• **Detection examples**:
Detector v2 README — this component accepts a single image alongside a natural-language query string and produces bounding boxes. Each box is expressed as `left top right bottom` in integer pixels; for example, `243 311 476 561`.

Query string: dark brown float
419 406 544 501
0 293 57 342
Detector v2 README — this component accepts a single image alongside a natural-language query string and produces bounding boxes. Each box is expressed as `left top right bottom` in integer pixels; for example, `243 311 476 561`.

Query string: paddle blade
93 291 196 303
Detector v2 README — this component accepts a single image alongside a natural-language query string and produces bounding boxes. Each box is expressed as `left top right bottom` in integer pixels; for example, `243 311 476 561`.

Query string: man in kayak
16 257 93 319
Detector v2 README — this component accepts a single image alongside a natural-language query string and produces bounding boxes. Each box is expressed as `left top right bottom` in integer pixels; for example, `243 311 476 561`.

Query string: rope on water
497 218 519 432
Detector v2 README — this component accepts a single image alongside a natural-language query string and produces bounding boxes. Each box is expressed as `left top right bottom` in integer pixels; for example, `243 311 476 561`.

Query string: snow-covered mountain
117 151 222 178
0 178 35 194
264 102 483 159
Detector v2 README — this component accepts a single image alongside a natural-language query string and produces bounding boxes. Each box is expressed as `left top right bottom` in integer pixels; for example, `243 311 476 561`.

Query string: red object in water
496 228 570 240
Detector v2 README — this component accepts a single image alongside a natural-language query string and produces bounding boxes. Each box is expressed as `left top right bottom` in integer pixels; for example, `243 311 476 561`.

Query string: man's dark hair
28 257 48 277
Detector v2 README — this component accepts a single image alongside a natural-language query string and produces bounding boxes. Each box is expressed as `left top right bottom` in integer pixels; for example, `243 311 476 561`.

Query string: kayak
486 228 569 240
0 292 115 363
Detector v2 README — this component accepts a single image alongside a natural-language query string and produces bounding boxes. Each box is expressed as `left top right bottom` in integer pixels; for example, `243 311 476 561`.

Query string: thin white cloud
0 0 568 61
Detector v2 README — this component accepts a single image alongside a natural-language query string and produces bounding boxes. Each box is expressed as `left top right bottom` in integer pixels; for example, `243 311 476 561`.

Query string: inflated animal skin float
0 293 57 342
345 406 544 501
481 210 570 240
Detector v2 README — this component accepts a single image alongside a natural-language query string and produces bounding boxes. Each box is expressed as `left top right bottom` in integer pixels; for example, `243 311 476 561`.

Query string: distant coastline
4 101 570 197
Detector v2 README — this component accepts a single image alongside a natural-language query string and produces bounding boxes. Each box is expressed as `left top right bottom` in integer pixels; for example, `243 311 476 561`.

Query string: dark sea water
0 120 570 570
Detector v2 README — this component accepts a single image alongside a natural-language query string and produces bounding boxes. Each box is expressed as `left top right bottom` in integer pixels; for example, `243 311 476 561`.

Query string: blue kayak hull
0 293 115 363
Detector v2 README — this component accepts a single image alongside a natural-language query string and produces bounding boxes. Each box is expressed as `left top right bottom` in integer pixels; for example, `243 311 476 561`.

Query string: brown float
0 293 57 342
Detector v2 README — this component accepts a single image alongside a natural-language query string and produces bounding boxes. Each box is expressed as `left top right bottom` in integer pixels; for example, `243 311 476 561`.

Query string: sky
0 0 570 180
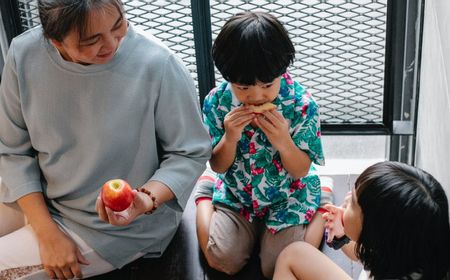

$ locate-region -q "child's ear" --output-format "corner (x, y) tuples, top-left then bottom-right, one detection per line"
(50, 39), (62, 50)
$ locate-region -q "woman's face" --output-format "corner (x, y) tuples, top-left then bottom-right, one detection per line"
(51, 5), (128, 64)
(342, 188), (363, 241)
(231, 77), (281, 105)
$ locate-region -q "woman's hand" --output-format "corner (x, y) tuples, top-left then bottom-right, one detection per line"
(38, 228), (89, 279)
(255, 110), (292, 152)
(224, 106), (255, 143)
(95, 190), (153, 226)
(322, 204), (345, 243)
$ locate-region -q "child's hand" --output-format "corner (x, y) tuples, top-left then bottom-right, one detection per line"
(322, 204), (345, 243)
(256, 110), (292, 151)
(224, 106), (255, 143)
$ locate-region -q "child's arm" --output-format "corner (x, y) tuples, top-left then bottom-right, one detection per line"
(209, 106), (255, 173)
(256, 110), (311, 179)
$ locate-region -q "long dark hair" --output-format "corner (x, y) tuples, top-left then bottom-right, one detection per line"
(38, 0), (124, 42)
(355, 162), (450, 280)
(212, 12), (295, 85)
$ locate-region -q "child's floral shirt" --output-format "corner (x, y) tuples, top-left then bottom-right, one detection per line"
(203, 73), (324, 233)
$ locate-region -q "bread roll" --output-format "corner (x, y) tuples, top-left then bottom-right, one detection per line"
(251, 102), (277, 114)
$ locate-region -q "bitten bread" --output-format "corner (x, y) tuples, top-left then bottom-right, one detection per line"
(251, 102), (277, 114)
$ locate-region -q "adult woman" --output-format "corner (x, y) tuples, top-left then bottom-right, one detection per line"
(275, 162), (450, 280)
(0, 0), (210, 279)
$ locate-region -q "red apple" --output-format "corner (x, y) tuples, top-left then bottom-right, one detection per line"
(101, 179), (134, 212)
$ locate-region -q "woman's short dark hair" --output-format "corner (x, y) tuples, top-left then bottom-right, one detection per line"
(38, 0), (124, 42)
(212, 12), (295, 85)
(355, 162), (450, 280)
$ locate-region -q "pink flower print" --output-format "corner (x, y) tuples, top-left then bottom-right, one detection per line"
(216, 180), (223, 191)
(302, 103), (309, 117)
(244, 130), (255, 138)
(239, 208), (250, 220)
(250, 165), (264, 176)
(243, 184), (253, 196)
(305, 209), (314, 222)
(272, 159), (282, 172)
(281, 72), (294, 85)
(289, 179), (306, 192)
(248, 142), (256, 155)
(255, 206), (267, 218)
(252, 200), (259, 209)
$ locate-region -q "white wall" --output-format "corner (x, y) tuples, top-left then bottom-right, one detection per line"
(416, 0), (450, 198)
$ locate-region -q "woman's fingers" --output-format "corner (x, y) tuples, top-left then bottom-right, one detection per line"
(95, 196), (109, 223)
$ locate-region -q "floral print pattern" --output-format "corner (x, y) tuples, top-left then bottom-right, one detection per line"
(203, 73), (324, 233)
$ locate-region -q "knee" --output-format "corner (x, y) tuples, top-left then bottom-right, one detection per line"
(205, 246), (250, 275)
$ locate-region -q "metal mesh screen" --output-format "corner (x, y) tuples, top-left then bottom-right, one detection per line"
(211, 0), (387, 123)
(14, 0), (387, 124)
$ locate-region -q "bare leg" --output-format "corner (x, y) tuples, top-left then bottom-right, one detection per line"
(196, 200), (214, 256)
(273, 242), (352, 280)
(305, 212), (325, 248)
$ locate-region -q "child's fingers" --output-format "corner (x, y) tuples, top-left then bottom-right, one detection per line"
(323, 204), (341, 214)
(322, 212), (334, 220)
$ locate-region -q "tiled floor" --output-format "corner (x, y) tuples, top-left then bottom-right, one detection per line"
(91, 175), (361, 280)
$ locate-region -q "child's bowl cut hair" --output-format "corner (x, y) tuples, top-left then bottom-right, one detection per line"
(212, 12), (295, 85)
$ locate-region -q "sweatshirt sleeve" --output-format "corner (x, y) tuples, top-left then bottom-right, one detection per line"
(0, 41), (42, 202)
(150, 54), (211, 210)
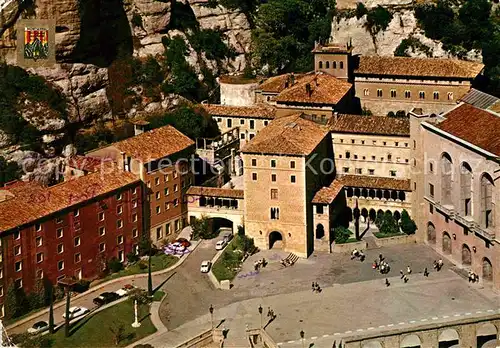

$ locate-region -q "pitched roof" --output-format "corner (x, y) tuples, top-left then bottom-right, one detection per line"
(202, 104), (276, 119)
(276, 72), (352, 105)
(242, 114), (328, 156)
(338, 175), (411, 191)
(0, 169), (140, 232)
(186, 186), (243, 198)
(312, 180), (344, 204)
(258, 73), (304, 93)
(354, 56), (484, 79)
(328, 114), (410, 137)
(110, 125), (194, 163)
(437, 104), (500, 156)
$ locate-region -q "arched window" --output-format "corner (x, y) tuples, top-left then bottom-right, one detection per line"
(460, 162), (472, 216)
(479, 173), (495, 228)
(441, 153), (453, 204)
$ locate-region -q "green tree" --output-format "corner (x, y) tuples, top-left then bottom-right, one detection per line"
(400, 209), (417, 234)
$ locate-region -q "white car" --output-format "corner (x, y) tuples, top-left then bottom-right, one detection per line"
(200, 261), (212, 273)
(215, 239), (227, 250)
(63, 307), (89, 319)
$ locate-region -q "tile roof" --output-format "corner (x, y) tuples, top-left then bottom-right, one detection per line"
(312, 180), (344, 204)
(328, 114), (410, 137)
(354, 56), (484, 79)
(436, 104), (500, 156)
(0, 169), (140, 232)
(337, 175), (411, 191)
(186, 186), (243, 198)
(242, 114), (328, 156)
(258, 73), (304, 93)
(276, 72), (352, 105)
(202, 104), (276, 119)
(110, 125), (194, 163)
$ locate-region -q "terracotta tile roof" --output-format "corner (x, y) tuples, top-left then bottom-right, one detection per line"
(110, 126), (194, 163)
(186, 186), (243, 198)
(0, 169), (140, 232)
(337, 175), (411, 191)
(202, 104), (276, 119)
(328, 114), (410, 137)
(242, 114), (328, 156)
(276, 72), (352, 105)
(258, 73), (304, 93)
(312, 180), (344, 204)
(437, 104), (500, 156)
(354, 56), (484, 79)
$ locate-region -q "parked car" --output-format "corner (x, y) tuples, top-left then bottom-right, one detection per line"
(200, 261), (212, 273)
(215, 239), (227, 250)
(92, 292), (120, 306)
(63, 307), (89, 319)
(28, 321), (49, 334)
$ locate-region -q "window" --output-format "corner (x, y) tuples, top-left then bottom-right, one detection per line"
(271, 189), (278, 199)
(271, 208), (280, 220)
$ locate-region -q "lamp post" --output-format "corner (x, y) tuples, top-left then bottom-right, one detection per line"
(259, 305), (262, 330)
(208, 305), (214, 330)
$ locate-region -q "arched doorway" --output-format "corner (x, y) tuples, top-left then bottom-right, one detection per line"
(443, 232), (451, 255)
(483, 257), (493, 282)
(462, 244), (472, 266)
(427, 222), (436, 244)
(316, 224), (325, 239)
(269, 231), (283, 249)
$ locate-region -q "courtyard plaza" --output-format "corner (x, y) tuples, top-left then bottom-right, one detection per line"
(144, 243), (500, 347)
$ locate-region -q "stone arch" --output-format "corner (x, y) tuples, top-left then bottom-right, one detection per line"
(442, 232), (451, 255)
(462, 244), (472, 266)
(399, 334), (422, 348)
(427, 221), (436, 244)
(269, 231), (285, 249)
(483, 257), (493, 282)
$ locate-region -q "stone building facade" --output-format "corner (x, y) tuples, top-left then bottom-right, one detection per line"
(412, 103), (500, 290)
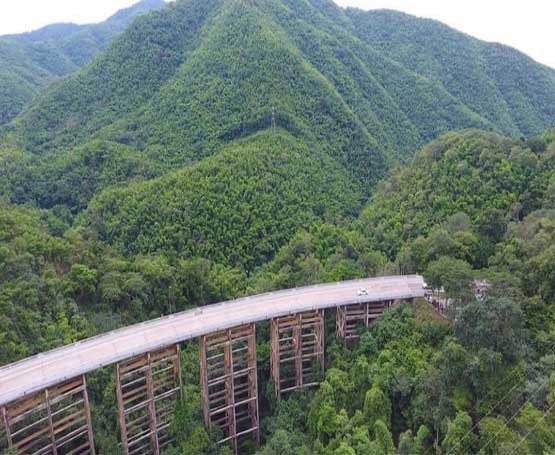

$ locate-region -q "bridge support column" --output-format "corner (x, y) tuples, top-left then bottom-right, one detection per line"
(336, 300), (393, 341)
(2, 376), (95, 455)
(270, 310), (325, 399)
(200, 324), (260, 454)
(116, 344), (182, 455)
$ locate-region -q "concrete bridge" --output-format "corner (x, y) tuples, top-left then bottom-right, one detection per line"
(0, 275), (425, 455)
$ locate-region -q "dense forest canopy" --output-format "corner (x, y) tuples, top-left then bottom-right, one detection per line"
(0, 0), (555, 455)
(0, 0), (165, 126)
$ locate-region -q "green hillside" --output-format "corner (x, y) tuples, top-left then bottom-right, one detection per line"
(5, 0), (555, 165)
(83, 130), (360, 270)
(0, 0), (165, 126)
(0, 0), (555, 455)
(346, 9), (555, 136)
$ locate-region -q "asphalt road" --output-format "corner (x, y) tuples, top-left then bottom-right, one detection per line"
(0, 275), (424, 406)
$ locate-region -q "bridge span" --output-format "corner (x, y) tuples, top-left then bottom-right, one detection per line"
(0, 275), (425, 454)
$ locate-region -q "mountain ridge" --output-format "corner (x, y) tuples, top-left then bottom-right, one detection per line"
(0, 0), (165, 126)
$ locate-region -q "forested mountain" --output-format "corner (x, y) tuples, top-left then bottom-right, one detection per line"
(0, 0), (165, 125)
(0, 0), (555, 455)
(4, 0), (555, 165)
(0, 130), (555, 455)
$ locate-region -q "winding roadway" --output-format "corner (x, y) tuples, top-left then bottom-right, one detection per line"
(0, 275), (424, 406)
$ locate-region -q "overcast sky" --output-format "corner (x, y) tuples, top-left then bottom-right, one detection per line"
(0, 0), (555, 68)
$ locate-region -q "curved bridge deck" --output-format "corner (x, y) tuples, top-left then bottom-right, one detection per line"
(0, 276), (424, 406)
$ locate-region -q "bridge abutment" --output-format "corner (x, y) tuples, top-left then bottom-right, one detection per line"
(116, 344), (182, 455)
(336, 300), (393, 341)
(270, 310), (325, 399)
(200, 324), (260, 454)
(2, 375), (95, 455)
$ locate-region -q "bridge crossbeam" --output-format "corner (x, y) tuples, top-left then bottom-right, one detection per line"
(270, 310), (324, 399)
(1, 376), (95, 455)
(116, 344), (182, 455)
(200, 324), (260, 454)
(336, 300), (393, 341)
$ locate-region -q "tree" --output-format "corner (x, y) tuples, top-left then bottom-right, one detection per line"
(364, 386), (391, 428)
(455, 296), (524, 362)
(442, 412), (476, 455)
(424, 256), (473, 300)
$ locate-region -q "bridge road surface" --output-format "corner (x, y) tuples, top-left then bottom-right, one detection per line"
(0, 275), (424, 406)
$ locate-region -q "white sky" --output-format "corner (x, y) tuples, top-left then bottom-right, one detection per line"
(0, 0), (555, 68)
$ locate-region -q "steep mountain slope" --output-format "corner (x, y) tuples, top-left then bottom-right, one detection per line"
(5, 0), (555, 165)
(0, 0), (165, 125)
(81, 130), (360, 270)
(359, 130), (555, 266)
(346, 9), (555, 136)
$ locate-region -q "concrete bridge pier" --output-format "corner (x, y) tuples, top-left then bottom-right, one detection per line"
(336, 300), (393, 342)
(1, 375), (95, 455)
(270, 310), (325, 399)
(116, 344), (182, 455)
(200, 323), (260, 454)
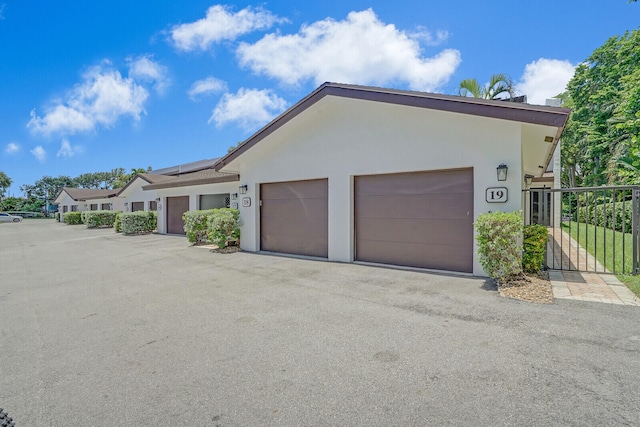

• **Problem details**: Count the lines in the records above that contain the string "hair". Please reply with the number only.

• **Correct response**: 4